begin
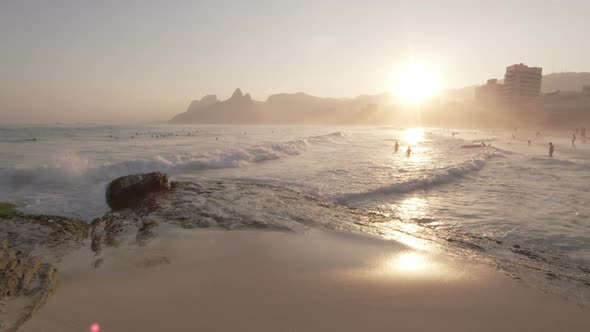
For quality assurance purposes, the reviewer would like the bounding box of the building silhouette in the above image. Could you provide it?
[475,78,503,108]
[502,63,543,105]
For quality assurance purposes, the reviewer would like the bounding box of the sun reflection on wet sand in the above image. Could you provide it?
[383,196,432,251]
[390,252,430,272]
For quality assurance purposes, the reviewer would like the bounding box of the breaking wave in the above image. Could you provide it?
[0,132,344,186]
[329,152,499,204]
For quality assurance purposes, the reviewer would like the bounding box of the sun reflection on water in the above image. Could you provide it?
[404,128,424,145]
[389,252,432,272]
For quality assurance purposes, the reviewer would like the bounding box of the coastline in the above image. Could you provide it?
[19,229,590,331]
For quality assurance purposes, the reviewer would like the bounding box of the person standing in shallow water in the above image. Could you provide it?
end
Stated task: Reproduce all of the lines above verbatim, omitting the picture.

The completed task:
For quality assurance purposes, the reviewer would like the bounding box of the building silhouette in the above image. Could you provide it?
[475,78,503,108]
[502,63,543,105]
For quality assurance purposes, the reviewer would like the bounding box of the sun reflection on wet sand in the above image. Could you provide it?
[383,196,432,251]
[390,252,430,272]
For quality assurance purposes, the reviewer would like the bounding box of the breaking wave in the above image. Could you provide it?
[0,132,344,186]
[329,152,499,204]
For quality assurance purposes, the reviewer would like the bounding box of the sun reflection on water in the above image. Could you provide it?
[404,128,424,145]
[389,252,432,272]
For quality assurance purposes, the reviewer would like the bounding box of the coastline in the above image. Could you provide it?
[19,229,590,331]
For quality assurance purposes, the reviewer would like the bounding box of the person standing in shallow water in the above image. Could you provide it?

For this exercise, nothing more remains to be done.